◆ **EXCERTO DO TEXTO**
Jovens do Hungo e Bonga no TBA: tradição e identidade

Fotografia: Vera Marmelo
Publicado a: 22/12/2023

Vestes tradicionais, instrumentos sem idade, vozes e corpos em sintonia, canções que contam a história de um povo antigo. Ouvir uma prestação dos angolanos Jovens do Hungo é ter a rara possibilidade de ligação a uma muito antiga cultura que a história moderna quase obliterou por via de circunstâncias de ordem diversa: culturais, claro, mas também políticas, sociais e até económicas. Ontem, num Teatro do Bairro Alto com lotação esgotada, entrou-se na sala às escuras ao som de percussões atmosféricas e foi ainda sem luz que se começou a ouvir uma voz, acapella, entregue a “Humbi Humbi”, tema tradicional de raízes fundas e que em tempos, n’Outro Universo…, se ouviu na voz de Melo D e até na de Kalaf. Prova clara de que não há fruto sem raiz.

De acordo com o programa da noite, em palco estiveram, nesta encarnação de um colectivo que tem história longa — nasceu em Luanda em 1989, estabeleceu-se em Lisboa em 1993 — e se vai, por isso mesmo e naturalmente, renovando, Manuel Tavares (hungo, puita, kissange, marimba), Victor Pedro (dikanza, matacu, magina), Manuel dos Santos (cão negro) (ngoma solo), Luís Pimentel (ngoma baixo), Francisco Marrasta (mukindo), Simon Eva (percussão), Alberto Feijó (guitarra), e ainda, nas vozes, Mamaro Kapasso e Silva Paixão, e finalmente, na dança, Manuela dos Santos e Catarina Panguana. Juntos e juntas, estes corpos e vozes e espíritos animados por uma noção de identidade ancestral assinam um espectáculo de uma beleza pura, com harmonias vocais de belíssimo efeito, estruturas de chamada e resposta que sublinham o aspecto comunitário desta música e polirritmias de apelo irresistível que ilustram bem de onde vêm outras músicas que os fluxos da história criaram, como o samba. De notar que hungo é um instrumento tradicional bantu que também conhecemos como berimbau e a puita é a tão tradicional cuíca, sinais vivos de uma cultura que há centenas de anos foi forçada a viajar, talvez até condenada a desaparecer, mas que soube encontrar uma forma de se manter presente e vibrante.

◆ **DADOS DE ORIGEM**
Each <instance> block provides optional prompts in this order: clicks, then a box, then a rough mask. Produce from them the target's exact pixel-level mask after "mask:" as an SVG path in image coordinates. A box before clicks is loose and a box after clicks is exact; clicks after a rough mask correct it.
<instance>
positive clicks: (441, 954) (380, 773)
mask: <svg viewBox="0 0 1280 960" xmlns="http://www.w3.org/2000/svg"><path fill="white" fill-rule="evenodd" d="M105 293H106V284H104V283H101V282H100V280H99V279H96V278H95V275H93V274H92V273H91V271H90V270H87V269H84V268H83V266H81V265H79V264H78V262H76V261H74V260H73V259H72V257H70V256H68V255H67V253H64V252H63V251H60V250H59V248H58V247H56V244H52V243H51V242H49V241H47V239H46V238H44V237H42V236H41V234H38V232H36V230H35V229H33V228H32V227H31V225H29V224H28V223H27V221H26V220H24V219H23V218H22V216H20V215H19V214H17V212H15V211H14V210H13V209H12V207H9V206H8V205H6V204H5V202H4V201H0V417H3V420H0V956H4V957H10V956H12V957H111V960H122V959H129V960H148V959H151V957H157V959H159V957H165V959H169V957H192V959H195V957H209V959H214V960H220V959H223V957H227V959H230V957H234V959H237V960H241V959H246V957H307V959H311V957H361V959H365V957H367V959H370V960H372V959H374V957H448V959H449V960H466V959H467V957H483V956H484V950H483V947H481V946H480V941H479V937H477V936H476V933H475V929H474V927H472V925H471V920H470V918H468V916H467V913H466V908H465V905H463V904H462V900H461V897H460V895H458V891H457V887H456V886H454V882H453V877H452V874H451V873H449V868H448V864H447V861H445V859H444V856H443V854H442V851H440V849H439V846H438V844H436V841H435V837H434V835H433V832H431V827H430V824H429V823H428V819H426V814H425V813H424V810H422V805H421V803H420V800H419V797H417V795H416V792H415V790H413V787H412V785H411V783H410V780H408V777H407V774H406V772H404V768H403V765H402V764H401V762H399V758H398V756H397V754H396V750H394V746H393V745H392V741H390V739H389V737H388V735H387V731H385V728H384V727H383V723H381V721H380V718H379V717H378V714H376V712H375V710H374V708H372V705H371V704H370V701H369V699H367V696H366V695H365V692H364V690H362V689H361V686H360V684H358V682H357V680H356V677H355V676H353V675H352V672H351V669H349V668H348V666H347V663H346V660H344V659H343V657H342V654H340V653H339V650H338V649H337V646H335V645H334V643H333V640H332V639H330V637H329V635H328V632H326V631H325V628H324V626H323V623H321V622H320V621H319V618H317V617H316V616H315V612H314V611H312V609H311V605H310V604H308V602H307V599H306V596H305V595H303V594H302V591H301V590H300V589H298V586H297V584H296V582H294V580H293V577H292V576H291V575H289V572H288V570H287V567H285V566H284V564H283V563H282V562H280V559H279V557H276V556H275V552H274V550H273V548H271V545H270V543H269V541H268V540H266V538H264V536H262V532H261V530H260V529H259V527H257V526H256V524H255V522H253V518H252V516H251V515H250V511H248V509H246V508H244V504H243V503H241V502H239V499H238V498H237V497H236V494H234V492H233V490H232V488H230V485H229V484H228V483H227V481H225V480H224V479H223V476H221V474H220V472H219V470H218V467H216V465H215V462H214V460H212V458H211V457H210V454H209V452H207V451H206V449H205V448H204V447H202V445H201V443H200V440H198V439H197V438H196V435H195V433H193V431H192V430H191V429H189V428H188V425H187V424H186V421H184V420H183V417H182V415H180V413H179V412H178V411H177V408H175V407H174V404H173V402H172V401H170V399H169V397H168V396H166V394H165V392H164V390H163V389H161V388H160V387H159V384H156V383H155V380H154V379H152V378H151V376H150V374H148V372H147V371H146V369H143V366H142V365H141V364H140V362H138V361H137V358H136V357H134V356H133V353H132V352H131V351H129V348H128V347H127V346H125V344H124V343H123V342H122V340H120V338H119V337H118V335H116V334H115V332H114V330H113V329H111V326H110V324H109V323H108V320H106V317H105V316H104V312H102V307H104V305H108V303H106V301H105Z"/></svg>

◆ **QUESTÕES DE ESTUDO**
[a] De acordo com o texto sobre o concerto dos Jovens do Hungo, em que cidade e em que ano nasceu o grupo?
[b] Prossiga o texto sobre o concerto dos Jovens do Hungo a partir da última frase apresentada.
Os dados não têm qualquer relação com o texto sobre o concerto dos Jovens do Hungo.

◆ **RESPOSTAS**
[a] Em Luanda, em 1989.

[b]
O programa da noite sublinhava que uma aparição dos Jovens do Hungo é coisa rara e isso ajuda a explicar alguns momentos de comunicação menos oleados, com alguma circulação em palco desnecessária, mas esse foi, de facto, pormenor de pouca importância numa apresentação que denota uma real paixão e um cuidado extremo com a preservação de uma cultura sem idade. Socorrendo-se de ritmos como a rebita, o quilapanga ou o semba e histórias cantadas em kimbundu, os Jovens do Hungo entregam-nos, sem quaisquer filtros de assomo modernista, sem qualquer cedência a algum tipo de facilitismo, música que alterna entre ritmos de cadência mais pronunciada ou dolente, mas sempre com execução imaculada. E, sinceramente, fica-se com a sensação de que é um privilégio poder escutá-los assim.

Para o final ficou a subida ao palco de Bonga, identificado como “padrinho” destes Jovens do Hungo. O veterano artista angolano falou muito, enalteceu esta expressão tradicional dos musseques, puxou da sua “mini-dikanza” e de uma harmónica e cantou um pouco numa voz que é tesouro universal e que, como fez questão de nos informar, ainda agora mereceu distinção por parte do estado francês. Mas Bonga é figura de outro tempo, que carrega um discurso desadequado com um presente que se quer inclusivo e seguro e que também por isso traz até este mesmo espaço do Teatro do Bairro Alto propostas como Fertilizar/Nutrir ou A Missão da Missão pelo colectivo feminino Aurora Negra, para dar apenas um par de exemplos. Significativo que tenha sido uma voz feminina no meio do público a pedir a Bonga para cantar em vez de falar, na parte final da apresentação.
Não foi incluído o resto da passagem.